§ **Work required**
Repeat word for word the lines of the listing below, starting at the line that contains "Note: we are tagging the police" and ending at the line that contains "[(676, 441)]", with both of those lines included.

------ Records for processing ------

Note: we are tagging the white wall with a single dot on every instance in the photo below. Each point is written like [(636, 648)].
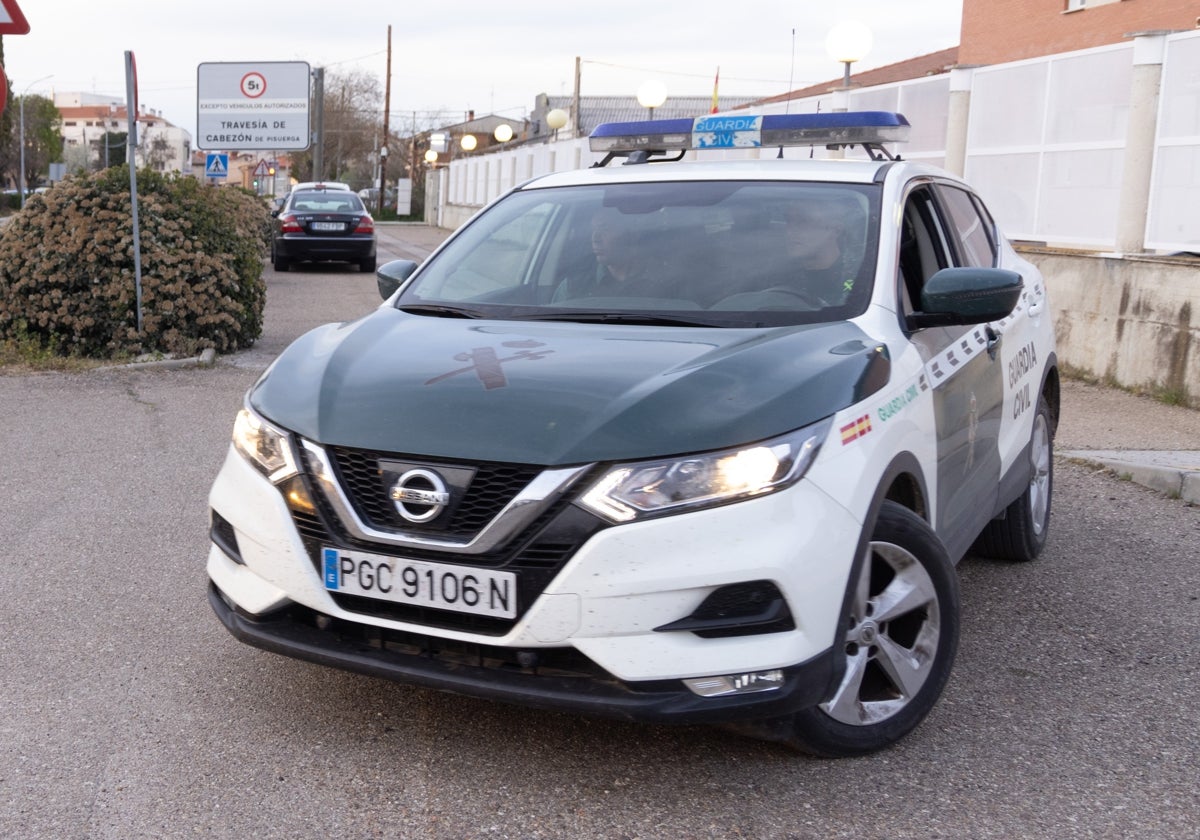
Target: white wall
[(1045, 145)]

------
------ Records for processing ------

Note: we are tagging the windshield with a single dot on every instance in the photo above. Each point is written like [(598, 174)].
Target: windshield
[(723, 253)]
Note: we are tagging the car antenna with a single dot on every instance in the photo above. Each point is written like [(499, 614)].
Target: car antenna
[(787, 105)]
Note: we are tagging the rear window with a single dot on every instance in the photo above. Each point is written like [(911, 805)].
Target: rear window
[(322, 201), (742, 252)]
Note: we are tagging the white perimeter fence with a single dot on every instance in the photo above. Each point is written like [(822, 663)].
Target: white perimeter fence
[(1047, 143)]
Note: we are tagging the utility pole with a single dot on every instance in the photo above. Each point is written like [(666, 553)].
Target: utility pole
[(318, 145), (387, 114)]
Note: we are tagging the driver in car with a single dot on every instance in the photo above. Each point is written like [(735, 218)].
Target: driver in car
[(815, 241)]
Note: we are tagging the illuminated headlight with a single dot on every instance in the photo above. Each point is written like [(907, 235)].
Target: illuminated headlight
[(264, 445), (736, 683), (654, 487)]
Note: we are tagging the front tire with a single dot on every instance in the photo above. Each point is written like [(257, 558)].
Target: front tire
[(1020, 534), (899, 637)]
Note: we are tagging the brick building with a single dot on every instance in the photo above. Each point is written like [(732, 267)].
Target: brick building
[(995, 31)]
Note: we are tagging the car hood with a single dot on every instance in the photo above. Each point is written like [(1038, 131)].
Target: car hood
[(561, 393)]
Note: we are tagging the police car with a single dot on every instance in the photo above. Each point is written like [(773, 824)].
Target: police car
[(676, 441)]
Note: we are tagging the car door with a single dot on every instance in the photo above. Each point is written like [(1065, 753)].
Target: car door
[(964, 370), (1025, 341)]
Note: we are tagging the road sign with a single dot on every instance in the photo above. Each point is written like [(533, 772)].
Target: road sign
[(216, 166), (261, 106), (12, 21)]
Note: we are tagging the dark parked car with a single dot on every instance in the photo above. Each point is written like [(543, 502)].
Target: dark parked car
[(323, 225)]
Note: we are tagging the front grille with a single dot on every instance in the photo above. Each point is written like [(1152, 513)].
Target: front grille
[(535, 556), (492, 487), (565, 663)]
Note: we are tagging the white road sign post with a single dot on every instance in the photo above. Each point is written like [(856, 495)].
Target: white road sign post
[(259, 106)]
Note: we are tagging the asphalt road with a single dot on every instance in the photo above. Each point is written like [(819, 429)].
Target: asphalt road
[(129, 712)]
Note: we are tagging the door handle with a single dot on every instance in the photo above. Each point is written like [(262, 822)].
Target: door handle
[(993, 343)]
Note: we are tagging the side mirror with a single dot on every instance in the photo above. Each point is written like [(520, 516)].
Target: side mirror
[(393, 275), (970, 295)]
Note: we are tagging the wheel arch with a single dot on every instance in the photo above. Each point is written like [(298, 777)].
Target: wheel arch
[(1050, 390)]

------

§ **Result of the exercise**
Note: we are tagging the police car with a single dot on every instance in the photo above. Each point is written like [(773, 824)].
Target: police car
[(676, 441)]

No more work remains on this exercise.